(UIT TE VOEREN):
#1 Vervang in de tekst over Brouwerij De Sleutel "tavernier" door "waard" in het gedeelte van "Brouwer en tavernier" tot "jaar eerder voorgegaan.", en geef dat gedeelte weer.
#2 Vertaal de volgende zin uit de tekst over Brouwerij De Sleutel in het Engels: "In 1932 kreeg de brouwerij vergunning om ook limonade te produceren."
#3 Onder welk merk werd volgens de tekst over Brouwerij De Sleutel de limonade nog zelf gemaakt?

(PAGINAFRAGMENT):
Vanaf 1922 werd de brouwerij, onder leiding van Jos Brouwers, uitgebreid met een bottelarij en een ijsmachine waardoor het mogelijk werd om ondergistend bier te brouwen. In 1932 kreeg de brouwerij vergunning om ook limonade te produceren. Na de Tweede Wereldoorlog was de vraag naar bier gering en de concurrentie groot. In 1954 werd gestopt met brouwen. Als drankenhandel betrok de Sleutel bier van De Drie Hoefijzers. Limonade bleef men nog zelf maken onder het merk Capitano.
(https://www.nederlandsebiercultuur.nl/databank/brouwerij?brouwerij_id=376)

Brouwerij De Sleu[t]el
Gegevens brouwerij
Land Nederland
Provincie Noord Brabant
Actieve brouwerij Nee (65 jaar geleden gestopt)
Opgericht in 1660
Gestopt in1954 (294 jaar actief geweest)
...
Achtergrond informatie
Hoewel er in 1660 nog geen sprake was van Brouwerij De Sleutel was Damis Janszoon Meermans waarschijnlijk de eerste brouwer. In de "Lijst van Brouwerijen in Ghilse en de Rijen" uit 1672 staat Meermans als enige coopbrouwer te boek in kom van Gilze. Destijds werd er onderscheid gemaakt en brouwde een huijsbrouwer voor eigen gebruik en een coopbrouwer leverde ook bier aan andere herbergiers.
Soldaten
Tussen 1671 en 1677 komt de naam van Meermans nog meerdere keren in oude dorpsrekeningen voor van soldaten die het dorp aandeden en moesten worden voorzien van brood en bier en haver voor de paarden. Schepenen (vergelijkbaar met de huidige wethouders) gaven daar opdracht voor en de brouwer of waard mochten de rekening dan bij het gemeentebestuur indienen. Je kon maar beter vriend en vijand tevreden houden moet men gedacht hebben. Zo moest Damis Meermans volgens één van die oude bewaarde rekeningen in 1674 "een halff vatbier, vijff loopen (is een oude maat, met een inhoud van 24,54 liter) ende quartier (51/4) haver, elff pont broot ende vijff kanne bier" leveren. Kosten hiervoor niet bekent.
Brouwer en tavernier
In de lijst van brouwers uit 1698 komt de naam van Meermans niet meer voor. Bij de toen genoemde brouwer, Peeter Princen, werd een ketelinhoud van 5,5 tonnen gemeten, bepalend voor de afdracht aan belasting. Hij had een behoorlijke omzet want in 1714 betaalde hij aan impost (accijns) een bedrag van 39 gulden en 9 stuivers. Peeter Princen was niet alleen coopbrouwer, maar ook tavernier (herbergier) en zo sneed het mes aan twee kanten want het bier uit de eigen brouwerij werd hier uiteraard ook verkocht. Omdat het brouwen niet het ganse jaar mogelijk was bezat Peeter, maar ook Damis, een boerderij. In december 1736 overleed Princen. Zijn vrouw was hem al tien jaar eerder voorgegaan.

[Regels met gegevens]
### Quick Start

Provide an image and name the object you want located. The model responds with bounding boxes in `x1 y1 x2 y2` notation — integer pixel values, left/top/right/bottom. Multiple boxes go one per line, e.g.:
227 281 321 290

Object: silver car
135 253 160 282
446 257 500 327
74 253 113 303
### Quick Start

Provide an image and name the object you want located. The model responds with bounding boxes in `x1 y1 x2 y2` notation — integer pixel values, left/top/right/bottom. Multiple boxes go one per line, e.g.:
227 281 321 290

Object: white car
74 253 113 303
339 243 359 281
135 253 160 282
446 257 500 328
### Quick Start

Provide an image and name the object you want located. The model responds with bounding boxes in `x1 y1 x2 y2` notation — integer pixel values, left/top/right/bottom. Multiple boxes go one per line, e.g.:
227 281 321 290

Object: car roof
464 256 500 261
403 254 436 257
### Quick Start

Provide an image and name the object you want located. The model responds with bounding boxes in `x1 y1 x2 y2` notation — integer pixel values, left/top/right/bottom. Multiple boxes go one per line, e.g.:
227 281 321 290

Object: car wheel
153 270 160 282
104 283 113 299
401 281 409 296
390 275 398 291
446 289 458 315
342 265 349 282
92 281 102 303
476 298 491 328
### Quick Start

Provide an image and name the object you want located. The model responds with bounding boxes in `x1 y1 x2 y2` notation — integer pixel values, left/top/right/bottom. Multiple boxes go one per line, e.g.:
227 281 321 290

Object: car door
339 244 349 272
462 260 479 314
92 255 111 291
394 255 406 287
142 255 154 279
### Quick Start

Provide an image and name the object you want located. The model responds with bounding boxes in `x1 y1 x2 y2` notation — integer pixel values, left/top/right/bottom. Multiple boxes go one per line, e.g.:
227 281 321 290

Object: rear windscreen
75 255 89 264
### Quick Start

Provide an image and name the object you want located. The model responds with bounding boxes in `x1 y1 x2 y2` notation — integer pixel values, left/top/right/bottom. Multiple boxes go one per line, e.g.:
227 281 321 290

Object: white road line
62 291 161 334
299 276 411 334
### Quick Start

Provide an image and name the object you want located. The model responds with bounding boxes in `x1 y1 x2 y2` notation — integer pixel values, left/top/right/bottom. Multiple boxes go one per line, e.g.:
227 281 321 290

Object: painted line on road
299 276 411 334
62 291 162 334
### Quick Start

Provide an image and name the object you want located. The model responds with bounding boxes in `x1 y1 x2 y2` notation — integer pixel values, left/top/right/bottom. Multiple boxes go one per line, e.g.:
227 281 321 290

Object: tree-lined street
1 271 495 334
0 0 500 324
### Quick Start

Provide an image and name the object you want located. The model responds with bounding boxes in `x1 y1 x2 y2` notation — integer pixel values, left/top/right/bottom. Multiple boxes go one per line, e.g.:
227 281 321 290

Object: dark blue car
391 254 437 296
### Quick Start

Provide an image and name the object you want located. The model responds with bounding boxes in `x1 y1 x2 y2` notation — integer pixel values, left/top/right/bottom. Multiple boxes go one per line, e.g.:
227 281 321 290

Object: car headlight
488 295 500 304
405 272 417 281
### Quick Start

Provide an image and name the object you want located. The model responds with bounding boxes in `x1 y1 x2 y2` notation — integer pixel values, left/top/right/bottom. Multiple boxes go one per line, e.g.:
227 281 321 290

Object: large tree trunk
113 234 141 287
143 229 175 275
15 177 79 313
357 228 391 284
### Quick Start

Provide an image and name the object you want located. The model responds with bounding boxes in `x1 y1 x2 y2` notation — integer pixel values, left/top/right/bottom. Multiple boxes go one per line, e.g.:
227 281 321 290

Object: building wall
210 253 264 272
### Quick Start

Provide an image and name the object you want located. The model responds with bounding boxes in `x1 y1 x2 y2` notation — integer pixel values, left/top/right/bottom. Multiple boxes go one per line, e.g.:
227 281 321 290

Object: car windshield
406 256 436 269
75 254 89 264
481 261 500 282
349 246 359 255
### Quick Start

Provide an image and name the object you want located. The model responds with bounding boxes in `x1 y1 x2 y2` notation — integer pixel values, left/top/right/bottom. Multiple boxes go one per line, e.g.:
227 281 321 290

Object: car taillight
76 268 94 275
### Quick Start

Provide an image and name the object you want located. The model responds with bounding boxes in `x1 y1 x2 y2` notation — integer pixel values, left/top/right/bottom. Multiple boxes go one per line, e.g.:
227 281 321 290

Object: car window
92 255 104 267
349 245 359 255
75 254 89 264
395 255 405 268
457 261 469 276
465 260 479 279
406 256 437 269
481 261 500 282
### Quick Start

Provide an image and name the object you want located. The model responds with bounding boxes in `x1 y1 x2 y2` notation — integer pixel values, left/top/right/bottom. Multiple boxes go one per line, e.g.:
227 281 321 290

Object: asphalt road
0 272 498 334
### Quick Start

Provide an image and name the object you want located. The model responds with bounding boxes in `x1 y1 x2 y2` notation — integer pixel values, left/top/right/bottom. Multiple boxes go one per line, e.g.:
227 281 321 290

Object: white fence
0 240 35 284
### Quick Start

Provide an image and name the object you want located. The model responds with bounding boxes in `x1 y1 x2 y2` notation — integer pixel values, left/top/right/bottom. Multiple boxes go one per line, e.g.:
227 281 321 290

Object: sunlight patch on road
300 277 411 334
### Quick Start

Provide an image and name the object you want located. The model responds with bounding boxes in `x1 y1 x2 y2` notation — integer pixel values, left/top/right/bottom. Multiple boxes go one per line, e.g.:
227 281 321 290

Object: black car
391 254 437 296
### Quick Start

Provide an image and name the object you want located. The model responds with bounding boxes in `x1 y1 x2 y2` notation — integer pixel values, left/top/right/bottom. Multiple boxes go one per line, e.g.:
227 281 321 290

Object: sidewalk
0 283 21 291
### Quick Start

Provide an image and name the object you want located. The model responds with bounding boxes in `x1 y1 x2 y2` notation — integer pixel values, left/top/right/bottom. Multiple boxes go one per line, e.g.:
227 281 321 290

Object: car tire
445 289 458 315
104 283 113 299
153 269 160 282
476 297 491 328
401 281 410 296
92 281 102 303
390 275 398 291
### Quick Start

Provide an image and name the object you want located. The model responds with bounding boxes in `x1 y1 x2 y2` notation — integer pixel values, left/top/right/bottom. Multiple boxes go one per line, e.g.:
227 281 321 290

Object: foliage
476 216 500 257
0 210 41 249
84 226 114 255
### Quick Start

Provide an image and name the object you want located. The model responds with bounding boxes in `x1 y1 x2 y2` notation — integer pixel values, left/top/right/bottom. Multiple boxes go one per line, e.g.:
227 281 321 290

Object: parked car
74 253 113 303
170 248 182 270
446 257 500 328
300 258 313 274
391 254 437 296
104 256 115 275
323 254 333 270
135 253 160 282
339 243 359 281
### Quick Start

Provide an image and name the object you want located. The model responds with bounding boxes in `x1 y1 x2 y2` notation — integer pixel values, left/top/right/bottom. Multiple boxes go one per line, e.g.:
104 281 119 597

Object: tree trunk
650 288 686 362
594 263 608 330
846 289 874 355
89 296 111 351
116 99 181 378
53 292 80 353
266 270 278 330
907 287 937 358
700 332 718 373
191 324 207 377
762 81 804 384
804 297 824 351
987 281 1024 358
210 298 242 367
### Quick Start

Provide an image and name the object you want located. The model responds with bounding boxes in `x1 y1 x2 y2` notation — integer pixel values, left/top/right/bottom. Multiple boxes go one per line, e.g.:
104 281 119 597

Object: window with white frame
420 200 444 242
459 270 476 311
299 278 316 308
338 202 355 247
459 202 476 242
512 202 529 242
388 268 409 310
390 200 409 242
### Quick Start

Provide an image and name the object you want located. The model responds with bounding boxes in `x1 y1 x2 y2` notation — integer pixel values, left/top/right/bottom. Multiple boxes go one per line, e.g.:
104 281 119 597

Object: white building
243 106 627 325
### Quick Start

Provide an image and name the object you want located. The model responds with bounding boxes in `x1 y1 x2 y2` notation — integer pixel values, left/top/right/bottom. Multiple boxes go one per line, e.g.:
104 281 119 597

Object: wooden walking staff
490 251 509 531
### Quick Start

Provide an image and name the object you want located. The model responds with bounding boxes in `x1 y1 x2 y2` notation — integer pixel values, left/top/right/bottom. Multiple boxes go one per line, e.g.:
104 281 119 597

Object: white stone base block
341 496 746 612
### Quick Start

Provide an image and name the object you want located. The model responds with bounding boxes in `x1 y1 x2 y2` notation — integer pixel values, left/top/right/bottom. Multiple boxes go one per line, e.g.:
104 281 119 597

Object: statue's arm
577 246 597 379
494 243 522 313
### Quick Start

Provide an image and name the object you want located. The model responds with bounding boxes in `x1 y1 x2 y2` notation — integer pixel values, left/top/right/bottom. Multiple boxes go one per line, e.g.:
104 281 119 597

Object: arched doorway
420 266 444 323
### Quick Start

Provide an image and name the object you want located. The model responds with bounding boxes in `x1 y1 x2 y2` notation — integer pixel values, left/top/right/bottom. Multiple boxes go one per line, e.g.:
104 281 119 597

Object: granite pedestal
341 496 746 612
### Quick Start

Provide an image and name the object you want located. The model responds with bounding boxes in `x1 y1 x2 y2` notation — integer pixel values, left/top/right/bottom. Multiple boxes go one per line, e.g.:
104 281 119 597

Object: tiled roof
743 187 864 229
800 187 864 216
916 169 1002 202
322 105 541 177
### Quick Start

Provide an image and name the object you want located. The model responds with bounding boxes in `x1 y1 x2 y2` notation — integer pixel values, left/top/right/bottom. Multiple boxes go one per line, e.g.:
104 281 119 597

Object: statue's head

(ANTWOORDEN):
#1
Brouwer en waard
In de lijst van brouwers uit 1698 komt de naam van Meermans niet meer voor. Bij de toen genoemde brouwer, Peeter Princen, werd een ketelinhoud van 5,5 tonnen gemeten, bepalend voor de afdracht aan belasting. Hij had een behoorlijke omzet want in 1714 betaalde hij aan impost (accijns) een bedrag van 39 gulden en 9 stuivers. Peeter Princen was niet alleen coopbrouwer, maar ook waard (herbergier) en zo sneed het mes aan twee kanten want het bier uit de eigen brouwerij werd hier uiteraard ook verkocht. Omdat het brouwen niet het ganse jaar mogelijk was bezat Peeter, maar ook Damis, een boerderij. In december 1736 overleed Princen. Zijn vrouw was hem al tien jaar eerder voorgegaan.

#2 In 1932, the brewery was granted a license to produce lemonade as well.

#3 Onder het merk Capitano.